Begin
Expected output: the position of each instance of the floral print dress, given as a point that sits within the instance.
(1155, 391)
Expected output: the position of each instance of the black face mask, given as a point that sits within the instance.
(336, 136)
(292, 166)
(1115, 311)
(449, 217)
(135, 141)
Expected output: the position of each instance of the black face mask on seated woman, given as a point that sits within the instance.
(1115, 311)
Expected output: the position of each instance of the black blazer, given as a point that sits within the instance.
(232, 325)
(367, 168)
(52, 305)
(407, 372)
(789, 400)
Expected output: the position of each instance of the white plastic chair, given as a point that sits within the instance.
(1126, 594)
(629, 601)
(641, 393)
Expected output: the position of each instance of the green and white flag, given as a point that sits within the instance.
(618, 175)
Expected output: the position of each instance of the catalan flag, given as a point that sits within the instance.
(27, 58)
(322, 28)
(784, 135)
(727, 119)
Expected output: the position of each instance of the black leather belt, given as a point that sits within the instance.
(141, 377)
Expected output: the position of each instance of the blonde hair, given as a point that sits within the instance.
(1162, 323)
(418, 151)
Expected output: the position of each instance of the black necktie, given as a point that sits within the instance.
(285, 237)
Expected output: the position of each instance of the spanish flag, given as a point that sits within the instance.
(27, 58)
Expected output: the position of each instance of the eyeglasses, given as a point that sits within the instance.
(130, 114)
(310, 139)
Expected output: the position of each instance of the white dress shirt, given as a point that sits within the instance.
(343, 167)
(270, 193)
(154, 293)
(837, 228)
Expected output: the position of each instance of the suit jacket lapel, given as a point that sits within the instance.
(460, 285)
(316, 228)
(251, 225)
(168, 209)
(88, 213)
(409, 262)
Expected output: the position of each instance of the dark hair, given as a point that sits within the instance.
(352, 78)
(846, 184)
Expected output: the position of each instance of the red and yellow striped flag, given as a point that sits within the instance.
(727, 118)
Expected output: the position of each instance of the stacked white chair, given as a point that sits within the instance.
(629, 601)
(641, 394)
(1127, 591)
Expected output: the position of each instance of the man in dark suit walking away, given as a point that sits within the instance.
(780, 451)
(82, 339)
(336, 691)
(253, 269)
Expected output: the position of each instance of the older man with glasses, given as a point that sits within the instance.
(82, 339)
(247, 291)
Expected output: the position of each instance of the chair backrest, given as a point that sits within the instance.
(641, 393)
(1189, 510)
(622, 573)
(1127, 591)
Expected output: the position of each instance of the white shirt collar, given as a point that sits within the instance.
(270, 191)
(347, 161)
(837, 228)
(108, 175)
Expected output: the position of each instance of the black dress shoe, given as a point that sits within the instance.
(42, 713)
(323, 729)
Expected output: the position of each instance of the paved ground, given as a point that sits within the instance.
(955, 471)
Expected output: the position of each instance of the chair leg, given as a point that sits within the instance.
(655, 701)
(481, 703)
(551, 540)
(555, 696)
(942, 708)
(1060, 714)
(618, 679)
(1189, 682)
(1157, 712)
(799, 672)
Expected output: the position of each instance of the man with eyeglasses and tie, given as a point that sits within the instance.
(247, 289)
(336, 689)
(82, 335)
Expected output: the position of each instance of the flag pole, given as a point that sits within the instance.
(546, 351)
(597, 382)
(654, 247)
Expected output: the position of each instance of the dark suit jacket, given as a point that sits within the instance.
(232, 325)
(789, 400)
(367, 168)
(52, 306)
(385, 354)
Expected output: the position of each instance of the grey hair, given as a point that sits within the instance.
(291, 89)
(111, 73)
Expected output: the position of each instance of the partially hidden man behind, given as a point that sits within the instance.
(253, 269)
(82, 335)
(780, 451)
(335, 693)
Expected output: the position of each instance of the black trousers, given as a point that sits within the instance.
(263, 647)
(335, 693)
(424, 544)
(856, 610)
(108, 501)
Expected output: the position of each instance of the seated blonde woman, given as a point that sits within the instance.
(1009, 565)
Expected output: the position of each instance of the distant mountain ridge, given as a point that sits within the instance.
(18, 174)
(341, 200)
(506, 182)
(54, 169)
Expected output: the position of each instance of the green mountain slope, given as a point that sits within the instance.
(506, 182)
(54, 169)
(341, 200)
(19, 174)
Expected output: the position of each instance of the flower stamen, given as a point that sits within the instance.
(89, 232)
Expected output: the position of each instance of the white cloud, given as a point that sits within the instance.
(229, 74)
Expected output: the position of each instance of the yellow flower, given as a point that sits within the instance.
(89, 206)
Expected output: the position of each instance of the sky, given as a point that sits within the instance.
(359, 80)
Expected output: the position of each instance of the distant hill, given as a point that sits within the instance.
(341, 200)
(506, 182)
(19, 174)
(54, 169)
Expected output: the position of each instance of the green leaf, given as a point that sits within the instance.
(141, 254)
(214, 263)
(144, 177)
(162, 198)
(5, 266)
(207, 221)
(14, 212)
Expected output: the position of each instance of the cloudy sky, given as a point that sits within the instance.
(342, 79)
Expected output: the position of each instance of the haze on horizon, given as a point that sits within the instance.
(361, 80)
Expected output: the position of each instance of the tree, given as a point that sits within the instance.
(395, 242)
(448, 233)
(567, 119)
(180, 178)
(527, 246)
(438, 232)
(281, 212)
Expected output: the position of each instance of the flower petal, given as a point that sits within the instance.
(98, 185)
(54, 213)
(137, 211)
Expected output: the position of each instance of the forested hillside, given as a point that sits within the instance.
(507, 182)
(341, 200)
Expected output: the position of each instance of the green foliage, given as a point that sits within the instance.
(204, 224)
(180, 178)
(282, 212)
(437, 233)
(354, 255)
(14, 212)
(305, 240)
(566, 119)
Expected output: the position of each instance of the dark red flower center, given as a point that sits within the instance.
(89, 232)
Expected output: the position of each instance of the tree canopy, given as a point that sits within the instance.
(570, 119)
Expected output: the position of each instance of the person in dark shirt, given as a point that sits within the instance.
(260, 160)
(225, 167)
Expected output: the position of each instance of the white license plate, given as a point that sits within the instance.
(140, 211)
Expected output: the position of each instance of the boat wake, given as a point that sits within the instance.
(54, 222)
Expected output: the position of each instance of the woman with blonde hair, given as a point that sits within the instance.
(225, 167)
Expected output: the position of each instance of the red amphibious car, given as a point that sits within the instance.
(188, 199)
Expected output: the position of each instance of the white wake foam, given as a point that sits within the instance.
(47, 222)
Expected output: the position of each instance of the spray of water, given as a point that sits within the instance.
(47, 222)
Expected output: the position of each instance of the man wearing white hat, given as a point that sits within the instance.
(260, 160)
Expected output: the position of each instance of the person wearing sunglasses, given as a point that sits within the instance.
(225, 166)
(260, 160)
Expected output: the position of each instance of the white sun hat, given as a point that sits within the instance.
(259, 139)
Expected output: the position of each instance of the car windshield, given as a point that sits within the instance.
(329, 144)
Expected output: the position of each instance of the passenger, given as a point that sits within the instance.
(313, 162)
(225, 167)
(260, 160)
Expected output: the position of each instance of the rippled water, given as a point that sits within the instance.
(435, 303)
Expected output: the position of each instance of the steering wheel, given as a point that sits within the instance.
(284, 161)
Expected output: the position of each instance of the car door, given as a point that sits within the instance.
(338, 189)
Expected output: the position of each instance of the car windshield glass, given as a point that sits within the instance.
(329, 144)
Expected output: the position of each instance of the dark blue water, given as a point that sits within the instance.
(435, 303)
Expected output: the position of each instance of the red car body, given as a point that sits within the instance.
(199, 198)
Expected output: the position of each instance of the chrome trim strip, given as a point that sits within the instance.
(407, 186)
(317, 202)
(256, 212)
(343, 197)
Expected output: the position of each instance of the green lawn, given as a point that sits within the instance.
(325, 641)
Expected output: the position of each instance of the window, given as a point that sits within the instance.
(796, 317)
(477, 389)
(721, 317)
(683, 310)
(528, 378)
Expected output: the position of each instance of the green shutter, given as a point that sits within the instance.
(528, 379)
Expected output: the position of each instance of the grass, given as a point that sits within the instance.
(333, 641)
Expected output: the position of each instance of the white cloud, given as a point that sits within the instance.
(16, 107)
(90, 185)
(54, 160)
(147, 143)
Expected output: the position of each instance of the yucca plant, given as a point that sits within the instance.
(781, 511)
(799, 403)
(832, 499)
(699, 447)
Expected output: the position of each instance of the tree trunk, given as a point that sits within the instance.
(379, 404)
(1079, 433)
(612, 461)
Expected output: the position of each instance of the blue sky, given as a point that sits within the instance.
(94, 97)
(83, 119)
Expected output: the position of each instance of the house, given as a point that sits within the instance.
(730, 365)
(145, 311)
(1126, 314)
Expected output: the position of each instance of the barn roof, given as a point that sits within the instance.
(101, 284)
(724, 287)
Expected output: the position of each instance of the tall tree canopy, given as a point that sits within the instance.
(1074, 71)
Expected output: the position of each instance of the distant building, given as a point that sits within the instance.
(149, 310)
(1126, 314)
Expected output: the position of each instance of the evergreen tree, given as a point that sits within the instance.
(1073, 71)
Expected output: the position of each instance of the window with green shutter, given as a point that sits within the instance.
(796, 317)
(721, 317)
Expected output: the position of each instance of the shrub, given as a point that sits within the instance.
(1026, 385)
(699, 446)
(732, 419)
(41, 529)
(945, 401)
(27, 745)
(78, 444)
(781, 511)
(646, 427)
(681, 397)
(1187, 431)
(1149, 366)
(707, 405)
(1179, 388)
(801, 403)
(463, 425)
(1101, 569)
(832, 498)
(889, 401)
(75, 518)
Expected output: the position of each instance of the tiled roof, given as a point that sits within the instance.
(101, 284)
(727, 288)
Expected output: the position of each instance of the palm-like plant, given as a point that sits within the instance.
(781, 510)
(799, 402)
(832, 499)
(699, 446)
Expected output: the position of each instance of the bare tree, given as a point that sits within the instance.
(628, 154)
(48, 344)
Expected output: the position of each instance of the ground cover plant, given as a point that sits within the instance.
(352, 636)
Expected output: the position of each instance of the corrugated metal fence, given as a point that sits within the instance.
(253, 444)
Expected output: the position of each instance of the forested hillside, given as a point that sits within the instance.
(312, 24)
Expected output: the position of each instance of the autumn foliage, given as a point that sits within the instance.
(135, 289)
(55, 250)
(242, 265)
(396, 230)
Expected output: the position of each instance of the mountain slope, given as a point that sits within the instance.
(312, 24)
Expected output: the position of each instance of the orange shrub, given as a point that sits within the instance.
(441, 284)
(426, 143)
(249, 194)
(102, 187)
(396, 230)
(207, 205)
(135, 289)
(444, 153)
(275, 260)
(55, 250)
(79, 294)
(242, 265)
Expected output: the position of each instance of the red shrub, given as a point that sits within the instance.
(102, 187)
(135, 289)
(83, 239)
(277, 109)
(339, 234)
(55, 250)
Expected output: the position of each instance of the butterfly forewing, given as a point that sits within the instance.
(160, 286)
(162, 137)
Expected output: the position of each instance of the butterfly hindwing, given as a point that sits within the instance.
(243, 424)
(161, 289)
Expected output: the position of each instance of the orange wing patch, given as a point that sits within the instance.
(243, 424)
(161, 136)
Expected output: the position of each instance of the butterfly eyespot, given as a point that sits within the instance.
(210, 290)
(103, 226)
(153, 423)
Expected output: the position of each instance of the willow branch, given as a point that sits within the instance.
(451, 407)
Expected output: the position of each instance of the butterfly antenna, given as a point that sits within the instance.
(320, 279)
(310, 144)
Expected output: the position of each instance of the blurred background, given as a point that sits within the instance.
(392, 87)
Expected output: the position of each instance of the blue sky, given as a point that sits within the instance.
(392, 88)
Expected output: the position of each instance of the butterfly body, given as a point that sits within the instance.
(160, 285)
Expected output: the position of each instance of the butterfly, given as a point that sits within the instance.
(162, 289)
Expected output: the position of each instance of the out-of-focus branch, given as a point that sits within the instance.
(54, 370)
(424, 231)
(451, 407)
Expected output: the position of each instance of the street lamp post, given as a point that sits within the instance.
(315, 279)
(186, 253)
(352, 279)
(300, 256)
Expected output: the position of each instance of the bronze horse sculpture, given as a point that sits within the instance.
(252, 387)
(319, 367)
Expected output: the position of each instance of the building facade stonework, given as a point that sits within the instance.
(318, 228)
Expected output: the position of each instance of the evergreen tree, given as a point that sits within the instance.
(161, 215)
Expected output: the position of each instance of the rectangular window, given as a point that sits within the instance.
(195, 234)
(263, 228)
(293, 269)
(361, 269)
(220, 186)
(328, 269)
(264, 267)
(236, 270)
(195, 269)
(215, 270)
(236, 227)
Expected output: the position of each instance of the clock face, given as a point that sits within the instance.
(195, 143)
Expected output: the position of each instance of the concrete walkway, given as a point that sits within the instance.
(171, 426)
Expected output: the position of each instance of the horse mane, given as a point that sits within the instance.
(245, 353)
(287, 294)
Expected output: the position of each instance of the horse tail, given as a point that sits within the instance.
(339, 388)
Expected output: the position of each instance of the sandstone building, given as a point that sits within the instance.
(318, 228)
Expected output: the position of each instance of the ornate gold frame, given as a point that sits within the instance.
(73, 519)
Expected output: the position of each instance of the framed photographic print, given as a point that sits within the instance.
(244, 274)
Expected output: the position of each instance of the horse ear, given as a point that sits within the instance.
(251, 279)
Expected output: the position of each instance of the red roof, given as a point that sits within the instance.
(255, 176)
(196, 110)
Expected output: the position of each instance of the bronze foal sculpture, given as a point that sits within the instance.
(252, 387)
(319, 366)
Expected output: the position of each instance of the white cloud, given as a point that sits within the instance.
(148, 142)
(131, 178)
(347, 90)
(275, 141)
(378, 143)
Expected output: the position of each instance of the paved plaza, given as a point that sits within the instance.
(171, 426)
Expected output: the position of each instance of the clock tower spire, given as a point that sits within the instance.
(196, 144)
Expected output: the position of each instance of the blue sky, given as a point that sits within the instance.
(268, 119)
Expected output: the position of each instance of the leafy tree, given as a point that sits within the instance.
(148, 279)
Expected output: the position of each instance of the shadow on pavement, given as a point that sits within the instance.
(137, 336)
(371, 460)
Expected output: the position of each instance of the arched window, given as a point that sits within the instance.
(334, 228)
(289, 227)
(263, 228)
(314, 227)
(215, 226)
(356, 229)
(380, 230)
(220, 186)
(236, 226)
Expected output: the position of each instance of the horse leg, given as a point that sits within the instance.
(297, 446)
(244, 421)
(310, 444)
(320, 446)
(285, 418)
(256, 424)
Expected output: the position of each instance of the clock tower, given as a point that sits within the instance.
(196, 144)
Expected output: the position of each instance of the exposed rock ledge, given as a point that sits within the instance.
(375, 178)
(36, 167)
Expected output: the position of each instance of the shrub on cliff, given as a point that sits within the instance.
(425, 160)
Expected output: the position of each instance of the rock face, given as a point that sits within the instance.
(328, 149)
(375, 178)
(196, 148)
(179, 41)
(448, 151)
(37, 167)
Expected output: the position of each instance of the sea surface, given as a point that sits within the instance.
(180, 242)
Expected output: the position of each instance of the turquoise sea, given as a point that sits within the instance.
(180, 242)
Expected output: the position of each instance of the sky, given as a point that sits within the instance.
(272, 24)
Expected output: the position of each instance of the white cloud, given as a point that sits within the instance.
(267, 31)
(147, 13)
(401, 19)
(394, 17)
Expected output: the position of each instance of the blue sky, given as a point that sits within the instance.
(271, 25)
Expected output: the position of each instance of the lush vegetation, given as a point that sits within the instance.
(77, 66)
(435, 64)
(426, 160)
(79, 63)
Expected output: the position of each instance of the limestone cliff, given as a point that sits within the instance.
End
To do
Quote, without any change, each line from the one that contains "Expected output: the position of each instance of the turquoise" through the end of the material.

Output for this exercise
Expected output: the position of each instance of the turquoise sea, given as a point that sits within the instance.
(180, 242)
Expected output: the position of each instance of the sky, given as a point that sits within the instance.
(272, 24)
Expected output: the position of each instance of the white cloud, given as a point that sits within the instance.
(267, 31)
(147, 13)
(401, 19)
(394, 17)
Expected output: the position of each instance of the blue sky, given as a point that sits within the instance.
(271, 25)
Expected output: the position of each instance of the lush vegetation, given as a point that sits within the instance.
(77, 66)
(435, 64)
(426, 160)
(79, 63)
Expected output: the position of each instance of the limestone cliff, given as a point that sits within the instance.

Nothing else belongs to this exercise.